*USING THE INFORMATION*:
#1 Name every author credited in the leptospirosis case summary.
#2 Please copy the leptospirosis case summary word for word from "Successful management of" to "severe pulmonary leptospirosis.".

*TEXT UNDER STUDY*:
________________________________________
Successful management of severe pulmonary form of leptospirosis with VV-ECMO, prone ventilation, and bronchoalveolar lavage: two case reports
Meisong Chen, Haohao Wu, Lutao Xie, Min Wu, Pin Lan

TL;DR
Two patients with severe pulmonary leptospirosis were successfully treated with VV-ECMO, prone ventilation, and bronchoalveolar lavage, leading to full recovery.
Contribution
Demonstrates a successful treatment strategy for severe pulmonary leptospirosis using VV-ECMO and bronchoalveolar lavage.
Findings
VV-ECMO, prone ventilation, and bronchoalveolar lavage improved outcomes in severe pulmonary leptospirosis.
Metagenomic NGS confirmed leptospirosis and guided antibiotic treatment.
Both patients recovered and were discharged in stable condition.
________________________________________
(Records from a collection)
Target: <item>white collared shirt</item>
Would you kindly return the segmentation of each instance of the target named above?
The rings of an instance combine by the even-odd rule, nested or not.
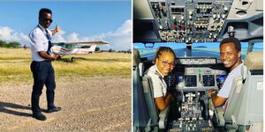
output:
[[[40,28],[38,26],[40,26]],[[49,40],[46,38],[45,28],[41,25],[38,25],[30,33],[29,41],[31,45],[32,60],[36,62],[45,61],[44,58],[39,55],[38,52],[47,51],[49,47]],[[49,36],[51,36],[51,31],[47,29]]]
[[[237,66],[235,69],[233,69],[227,76],[222,88],[218,92],[217,96],[223,97],[223,98],[229,98],[230,92],[231,90],[231,85],[233,79],[237,77],[242,77],[241,75],[241,67],[243,66],[243,62],[240,63],[238,66]]]
[[[156,73],[155,73],[156,72]],[[167,93],[167,84],[163,80],[163,76],[158,70],[156,65],[150,67],[146,73],[151,77],[154,88],[154,98],[165,97]]]

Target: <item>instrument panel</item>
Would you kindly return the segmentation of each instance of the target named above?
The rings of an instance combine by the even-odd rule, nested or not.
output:
[[[226,77],[226,71],[208,67],[185,68],[184,76],[178,77],[177,89],[218,89]]]
[[[219,62],[216,58],[205,58],[205,57],[196,57],[196,58],[177,58],[177,64],[216,64]]]

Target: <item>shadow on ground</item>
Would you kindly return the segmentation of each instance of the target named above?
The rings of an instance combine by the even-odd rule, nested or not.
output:
[[[18,104],[0,101],[0,113],[9,114],[13,114],[13,115],[18,115],[18,116],[26,116],[26,117],[31,117],[32,116],[32,114],[18,112],[18,111],[11,110],[10,108],[21,109],[21,110],[24,109],[24,110],[30,110],[31,111],[30,106],[21,106],[21,105],[18,105]],[[42,112],[46,112],[44,109],[41,109],[41,111]]]

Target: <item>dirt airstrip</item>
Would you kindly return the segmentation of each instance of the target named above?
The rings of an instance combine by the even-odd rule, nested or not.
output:
[[[47,114],[46,88],[40,106],[47,121],[32,118],[32,83],[0,87],[0,131],[129,131],[131,77],[61,77],[57,113]]]

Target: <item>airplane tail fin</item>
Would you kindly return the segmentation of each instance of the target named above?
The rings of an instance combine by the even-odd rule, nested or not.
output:
[[[94,53],[95,50],[96,45],[92,45],[89,48],[88,48],[88,52],[92,52]]]

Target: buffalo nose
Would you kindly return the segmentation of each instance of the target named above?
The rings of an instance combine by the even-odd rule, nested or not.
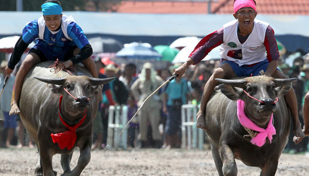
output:
[[[88,98],[85,96],[79,96],[77,97],[77,100],[76,102],[86,102],[88,100]]]
[[[261,106],[271,105],[274,104],[274,102],[275,102],[274,100],[272,98],[263,98],[261,101],[263,102],[260,103]]]

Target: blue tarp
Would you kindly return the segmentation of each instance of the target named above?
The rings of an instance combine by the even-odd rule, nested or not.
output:
[[[64,12],[72,15],[87,36],[110,36],[122,43],[169,44],[185,36],[203,37],[234,20],[232,14],[143,14]],[[40,12],[0,12],[0,38],[20,35],[28,22],[41,16]],[[289,52],[302,48],[309,52],[309,16],[258,14],[269,22],[275,35]]]

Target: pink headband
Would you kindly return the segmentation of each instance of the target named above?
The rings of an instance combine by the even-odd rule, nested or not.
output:
[[[251,8],[255,10],[256,4],[252,0],[236,0],[234,2],[234,14],[243,8]]]

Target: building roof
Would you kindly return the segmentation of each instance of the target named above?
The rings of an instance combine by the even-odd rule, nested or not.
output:
[[[149,14],[78,11],[64,11],[63,14],[72,15],[87,37],[104,35],[124,44],[141,41],[153,46],[170,44],[181,36],[203,37],[235,19],[231,14]],[[20,36],[27,22],[41,16],[41,12],[0,12],[0,16],[5,16],[0,20],[0,26],[5,26],[0,28],[0,38]],[[257,18],[269,22],[275,30],[276,38],[288,50],[304,48],[304,50],[309,52],[308,16],[260,14]]]
[[[211,3],[212,13],[233,14],[233,0],[217,0]],[[309,0],[257,0],[259,14],[309,15]],[[118,12],[149,14],[208,14],[208,2],[122,1]]]

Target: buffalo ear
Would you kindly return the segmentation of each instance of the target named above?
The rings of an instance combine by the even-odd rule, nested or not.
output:
[[[93,94],[97,95],[99,94],[100,92],[102,92],[102,90],[103,89],[103,85],[99,85],[99,86],[91,86],[90,88],[90,92],[92,92]]]
[[[48,84],[47,86],[53,94],[60,94],[60,90],[62,88],[62,86]]]
[[[275,91],[277,94],[277,96],[279,97],[282,97],[287,94],[287,93],[288,93],[289,91],[290,91],[290,90],[292,87],[292,86],[291,84],[289,84],[288,85],[281,86],[275,88]]]
[[[241,96],[243,92],[243,90],[241,88],[235,88],[225,84],[217,86],[215,90],[220,90],[227,98],[234,100],[240,99]]]

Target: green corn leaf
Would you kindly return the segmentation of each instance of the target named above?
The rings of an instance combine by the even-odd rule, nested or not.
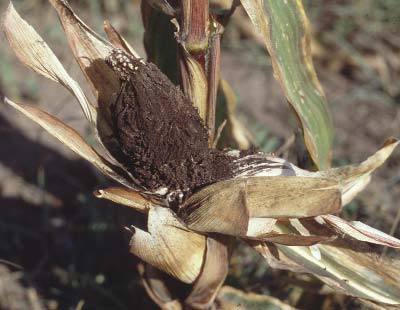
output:
[[[271,56],[274,75],[301,123],[308,152],[319,169],[330,166],[332,121],[310,53],[301,0],[241,0]]]

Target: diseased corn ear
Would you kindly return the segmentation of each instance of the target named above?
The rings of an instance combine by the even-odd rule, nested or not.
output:
[[[206,237],[189,231],[167,208],[151,208],[148,231],[134,228],[130,251],[148,264],[184,283],[200,274]]]
[[[19,60],[38,74],[69,90],[78,100],[85,117],[95,127],[96,108],[88,101],[79,84],[70,77],[42,37],[21,18],[12,3],[4,15],[2,30]]]

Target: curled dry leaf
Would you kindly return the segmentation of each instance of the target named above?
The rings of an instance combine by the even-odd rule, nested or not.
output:
[[[148,213],[155,204],[143,197],[139,192],[123,187],[109,187],[94,192],[97,198],[111,200],[124,206],[134,208],[136,211]]]
[[[321,242],[330,242],[335,239],[335,237],[325,237],[325,236],[301,236],[297,234],[278,234],[278,233],[267,233],[260,234],[256,237],[249,239],[272,242],[276,244],[282,244],[287,246],[311,246]]]
[[[259,234],[266,234],[272,231],[277,219],[253,217],[249,220],[246,236],[256,237]]]
[[[340,209],[337,182],[309,177],[247,177],[221,181],[191,196],[180,216],[191,229],[245,236],[250,218],[292,218]]]
[[[5,98],[4,101],[43,127],[49,134],[57,138],[73,152],[92,163],[105,175],[115,179],[121,184],[130,186],[128,177],[124,177],[125,174],[123,171],[120,171],[118,167],[113,166],[101,157],[89,144],[86,143],[75,129],[36,107],[15,103],[8,98]]]
[[[40,75],[68,89],[78,100],[86,118],[95,125],[96,108],[87,100],[78,83],[65,71],[42,37],[17,13],[12,3],[4,15],[3,31],[19,60]]]
[[[189,231],[167,208],[154,207],[148,215],[148,231],[134,228],[131,253],[184,283],[199,276],[206,237]]]
[[[171,292],[163,281],[161,271],[148,264],[139,264],[138,271],[147,294],[160,309],[182,310],[179,300],[172,298]]]
[[[336,182],[341,192],[342,205],[350,202],[369,183],[370,176],[392,154],[400,142],[388,138],[383,146],[359,164],[353,164],[323,171],[310,172],[292,163],[268,154],[254,154],[237,160],[237,177],[249,176],[301,176],[322,178]]]
[[[313,233],[327,230],[315,220],[307,223]],[[284,223],[277,223],[275,230],[290,233],[294,229]],[[274,249],[266,250],[265,246],[255,245],[267,261],[276,268],[296,270],[303,268],[328,286],[347,295],[366,298],[387,304],[400,303],[400,262],[386,258],[380,259],[376,254],[338,238],[331,244],[318,244],[321,258],[316,259],[309,247],[288,247],[276,244]]]
[[[210,309],[228,275],[229,243],[227,237],[207,237],[204,266],[185,304],[194,309]]]
[[[365,188],[369,182],[370,174],[386,161],[399,143],[393,137],[388,138],[375,154],[362,163],[319,171],[316,174],[323,178],[338,181],[342,189],[343,204],[346,204]]]
[[[400,240],[388,234],[372,228],[361,222],[347,222],[340,217],[334,215],[322,215],[322,218],[328,225],[332,226],[335,230],[345,233],[350,237],[380,245],[386,245],[392,248],[400,248]]]
[[[105,120],[109,121],[108,108],[113,102],[114,94],[119,90],[118,78],[104,61],[110,55],[113,46],[90,29],[75,14],[68,2],[50,2],[58,13],[75,60],[92,87],[100,112]]]
[[[243,292],[230,286],[224,286],[218,294],[218,310],[239,309],[276,309],[295,310],[278,298],[265,294]]]

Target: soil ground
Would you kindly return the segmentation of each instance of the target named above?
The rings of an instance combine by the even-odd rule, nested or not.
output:
[[[50,5],[45,1],[15,2],[67,71],[85,85]],[[71,2],[89,25],[96,25],[96,30],[100,30],[103,19],[110,19],[144,55],[136,6],[119,1],[110,1],[115,6],[96,1]],[[360,65],[357,58],[341,53],[348,46],[335,40],[339,38],[335,36],[338,30],[329,29],[329,23],[336,25],[335,14],[318,9],[318,3],[324,1],[313,2],[313,6],[305,2],[318,44],[315,66],[334,121],[334,164],[359,162],[386,137],[400,135],[400,89],[396,86],[400,66],[399,72],[391,66],[385,75],[385,67],[375,65],[388,62],[390,53],[400,59],[400,44],[379,53],[357,43],[357,36],[352,34],[346,42],[355,51],[351,55],[360,55],[364,66]],[[342,5],[341,1],[329,3]],[[357,1],[352,3],[356,5]],[[0,12],[6,5],[1,1]],[[400,29],[400,23],[397,26]],[[222,54],[223,75],[238,95],[241,120],[259,145],[272,151],[290,138],[295,121],[272,76],[266,52],[234,30],[228,31]],[[0,69],[0,89],[7,96],[37,104],[88,136],[72,96],[19,64],[4,37],[0,38]],[[123,229],[143,218],[130,209],[96,200],[91,194],[110,184],[38,126],[0,105],[0,307],[7,308],[7,302],[17,299],[32,309],[34,305],[36,309],[79,309],[83,304],[87,309],[153,307],[139,283],[137,260],[128,252],[129,236]],[[399,212],[399,200],[397,150],[342,215],[389,232]],[[400,227],[394,236],[400,237]],[[388,255],[399,257],[398,252]],[[238,262],[246,268],[237,267]],[[267,281],[276,279],[277,272],[262,266],[259,258],[241,249],[233,260],[228,281],[245,290],[261,286],[257,291],[278,296],[279,285],[269,286]],[[254,275],[257,283],[251,280]],[[285,279],[290,276],[279,275]],[[349,299],[344,300],[336,303],[338,308],[350,305]]]

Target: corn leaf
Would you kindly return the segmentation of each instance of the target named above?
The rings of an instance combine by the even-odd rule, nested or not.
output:
[[[95,107],[87,100],[79,84],[70,77],[42,37],[21,18],[12,3],[4,15],[3,31],[20,61],[38,74],[68,89],[78,100],[86,118],[95,124]]]
[[[230,286],[224,286],[218,294],[218,309],[219,310],[295,310],[278,298],[255,294],[251,292],[243,292]]]
[[[137,191],[123,187],[108,187],[94,192],[97,198],[108,199],[115,203],[131,207],[139,212],[148,213],[154,207],[149,199],[146,199]]]
[[[130,182],[127,181],[127,178],[123,177],[124,173],[120,171],[118,167],[113,166],[106,159],[101,157],[87,144],[75,129],[34,106],[15,103],[8,98],[5,98],[4,101],[43,127],[49,134],[65,144],[73,152],[92,163],[105,175],[117,180],[121,184],[130,186]]]
[[[308,20],[300,0],[241,0],[261,33],[274,75],[303,129],[306,147],[319,169],[330,166],[332,122],[310,53]]]
[[[326,227],[309,220],[311,232],[326,232]],[[278,223],[275,229],[281,233],[293,232],[293,228]],[[380,303],[400,304],[400,261],[379,258],[368,247],[347,239],[339,238],[330,244],[318,244],[321,258],[315,258],[308,247],[276,245],[275,254],[260,251],[278,261],[284,258],[299,269],[304,268],[333,289],[359,298]],[[270,258],[268,258],[270,259]],[[284,263],[282,265],[283,268]]]

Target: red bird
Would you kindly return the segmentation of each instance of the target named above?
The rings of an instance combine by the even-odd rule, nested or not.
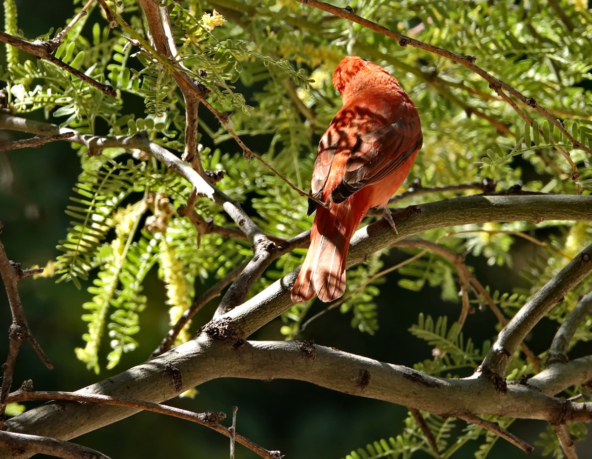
________________________________________
*SOLVED TASKS*:
#1 Meisong Chen, Haohao Wu, Lutao Xie, Min Wu, Pin Lan

#2
Successful management of severe pulmonary form of leptospirosis with VV-ECMO, prone ventilation, and bronchoalveolar lavage: two case reports
Meisong Chen, Haohao Wu, Lutao Xie, Min Wu, Pin Lan

TL;DR
Two patients with severe pulmonary leptospirosis were successfully treated with VV-ECMO, prone ventilation, and bronchoalveolar lavage, leading to full recovery.
Contribution
Demonstrates a successful treatment strategy for severe pulmonary leptospirosis using VV-ECMO and bronchoalveolar lavage.
Findings
VV-ECMO, prone ventilation, and bronchoalveolar lavage improved outcomes in severe pulmonary leptospirosis.